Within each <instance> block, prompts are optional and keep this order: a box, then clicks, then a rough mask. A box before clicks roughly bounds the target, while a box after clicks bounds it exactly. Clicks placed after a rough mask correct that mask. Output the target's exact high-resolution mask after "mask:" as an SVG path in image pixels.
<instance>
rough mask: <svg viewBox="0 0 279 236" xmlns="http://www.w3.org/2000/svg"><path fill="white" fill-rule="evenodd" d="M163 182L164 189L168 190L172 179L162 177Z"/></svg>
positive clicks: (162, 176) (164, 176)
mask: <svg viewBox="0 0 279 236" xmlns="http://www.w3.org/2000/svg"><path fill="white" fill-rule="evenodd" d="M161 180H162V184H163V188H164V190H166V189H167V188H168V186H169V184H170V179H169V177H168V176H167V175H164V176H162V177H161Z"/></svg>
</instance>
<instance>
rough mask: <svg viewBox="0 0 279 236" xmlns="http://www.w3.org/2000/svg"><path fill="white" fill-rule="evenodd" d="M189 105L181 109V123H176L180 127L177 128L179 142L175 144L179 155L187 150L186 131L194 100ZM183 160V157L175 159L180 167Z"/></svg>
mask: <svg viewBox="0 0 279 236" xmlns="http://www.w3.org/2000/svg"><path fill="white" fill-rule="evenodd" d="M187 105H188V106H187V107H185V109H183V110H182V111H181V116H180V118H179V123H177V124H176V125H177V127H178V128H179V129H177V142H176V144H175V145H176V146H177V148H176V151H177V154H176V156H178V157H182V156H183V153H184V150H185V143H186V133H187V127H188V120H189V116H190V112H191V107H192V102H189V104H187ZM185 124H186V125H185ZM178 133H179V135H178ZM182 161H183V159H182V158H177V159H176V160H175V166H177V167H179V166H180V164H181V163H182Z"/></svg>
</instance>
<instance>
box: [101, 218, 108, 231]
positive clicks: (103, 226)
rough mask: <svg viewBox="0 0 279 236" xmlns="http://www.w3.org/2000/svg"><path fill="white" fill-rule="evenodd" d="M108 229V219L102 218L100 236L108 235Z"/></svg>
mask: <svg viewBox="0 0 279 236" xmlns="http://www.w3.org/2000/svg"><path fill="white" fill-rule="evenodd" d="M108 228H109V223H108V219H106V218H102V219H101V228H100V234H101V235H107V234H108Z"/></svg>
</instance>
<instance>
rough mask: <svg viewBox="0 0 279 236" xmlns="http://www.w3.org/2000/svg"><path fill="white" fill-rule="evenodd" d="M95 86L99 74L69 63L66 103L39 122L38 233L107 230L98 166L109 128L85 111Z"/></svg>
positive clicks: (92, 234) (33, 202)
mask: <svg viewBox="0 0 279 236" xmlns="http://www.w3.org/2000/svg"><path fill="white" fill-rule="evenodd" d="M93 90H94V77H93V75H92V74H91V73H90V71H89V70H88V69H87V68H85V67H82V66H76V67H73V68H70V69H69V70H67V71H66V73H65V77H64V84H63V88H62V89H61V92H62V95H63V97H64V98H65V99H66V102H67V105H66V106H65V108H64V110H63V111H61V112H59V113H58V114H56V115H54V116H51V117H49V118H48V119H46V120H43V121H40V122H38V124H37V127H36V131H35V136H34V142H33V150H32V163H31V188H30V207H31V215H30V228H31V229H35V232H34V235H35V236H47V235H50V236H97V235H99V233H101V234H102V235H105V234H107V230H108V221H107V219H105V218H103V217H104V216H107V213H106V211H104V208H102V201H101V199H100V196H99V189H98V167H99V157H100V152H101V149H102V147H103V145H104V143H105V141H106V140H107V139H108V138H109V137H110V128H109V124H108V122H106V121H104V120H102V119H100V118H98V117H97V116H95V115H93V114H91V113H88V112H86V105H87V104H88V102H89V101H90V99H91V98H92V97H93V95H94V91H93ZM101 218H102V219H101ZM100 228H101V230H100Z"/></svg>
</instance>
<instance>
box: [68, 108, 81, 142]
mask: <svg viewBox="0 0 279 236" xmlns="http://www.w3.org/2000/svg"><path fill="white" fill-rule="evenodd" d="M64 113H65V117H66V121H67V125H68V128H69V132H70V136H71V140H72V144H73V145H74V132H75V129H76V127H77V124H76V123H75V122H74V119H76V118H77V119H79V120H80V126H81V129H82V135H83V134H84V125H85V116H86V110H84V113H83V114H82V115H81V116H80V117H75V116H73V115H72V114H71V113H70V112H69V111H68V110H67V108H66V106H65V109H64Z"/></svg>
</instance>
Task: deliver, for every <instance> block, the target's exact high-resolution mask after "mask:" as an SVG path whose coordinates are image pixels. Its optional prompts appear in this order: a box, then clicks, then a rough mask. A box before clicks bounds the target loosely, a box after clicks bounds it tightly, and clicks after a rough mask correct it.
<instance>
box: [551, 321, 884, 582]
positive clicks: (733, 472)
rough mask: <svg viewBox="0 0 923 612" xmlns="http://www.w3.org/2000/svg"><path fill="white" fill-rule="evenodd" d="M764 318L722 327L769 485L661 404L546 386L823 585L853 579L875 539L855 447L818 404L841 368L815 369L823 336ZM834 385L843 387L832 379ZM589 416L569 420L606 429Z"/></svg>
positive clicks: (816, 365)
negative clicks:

* * *

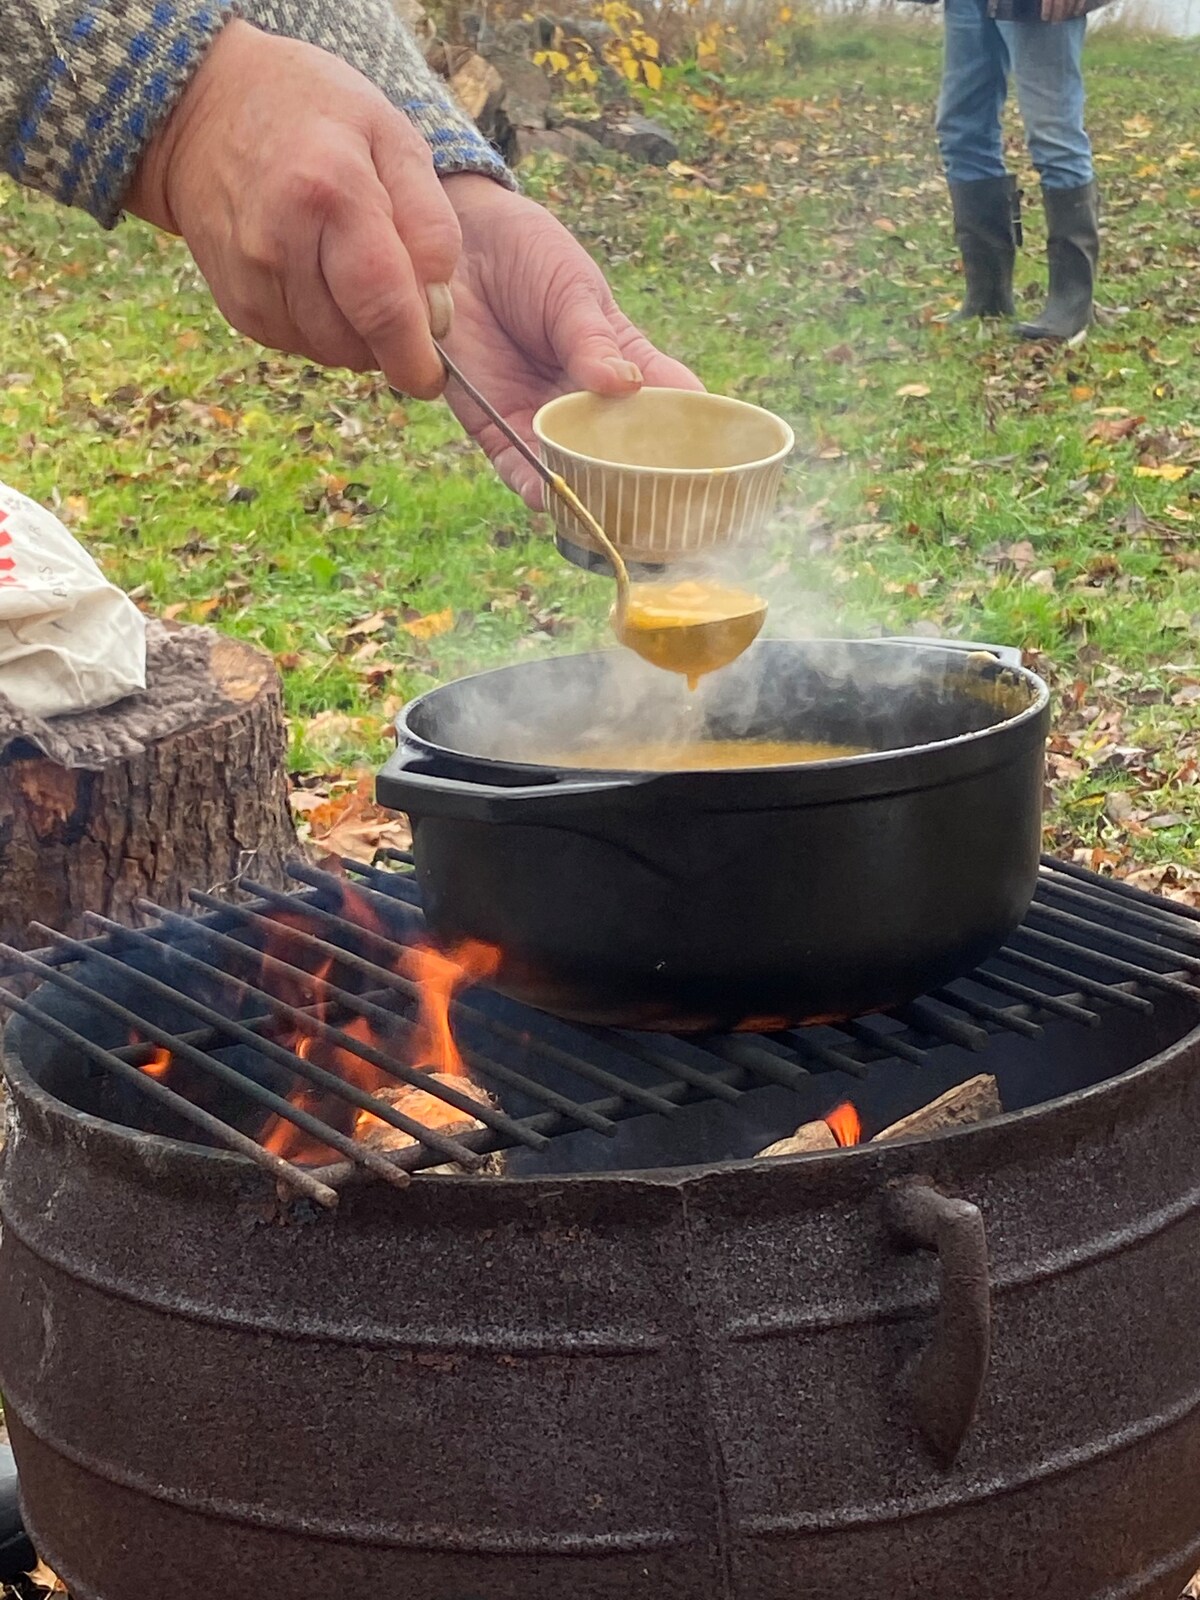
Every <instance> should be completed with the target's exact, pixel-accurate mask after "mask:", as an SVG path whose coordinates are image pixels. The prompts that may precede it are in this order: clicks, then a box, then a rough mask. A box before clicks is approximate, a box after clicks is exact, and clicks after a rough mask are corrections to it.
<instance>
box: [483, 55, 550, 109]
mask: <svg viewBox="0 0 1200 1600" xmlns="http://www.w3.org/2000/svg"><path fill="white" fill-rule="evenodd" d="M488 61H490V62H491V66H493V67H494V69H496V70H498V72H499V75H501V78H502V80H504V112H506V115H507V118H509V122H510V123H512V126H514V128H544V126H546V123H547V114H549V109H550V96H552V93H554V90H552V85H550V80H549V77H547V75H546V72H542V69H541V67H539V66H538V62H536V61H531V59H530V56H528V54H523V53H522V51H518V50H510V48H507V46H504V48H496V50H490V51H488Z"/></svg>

→ **INSTRUCTIONS FOR THE TASK**: From the data above, work out how many lines contain the string "before" and reply with only the number.

→ **REPLY TO THE TASK**: 3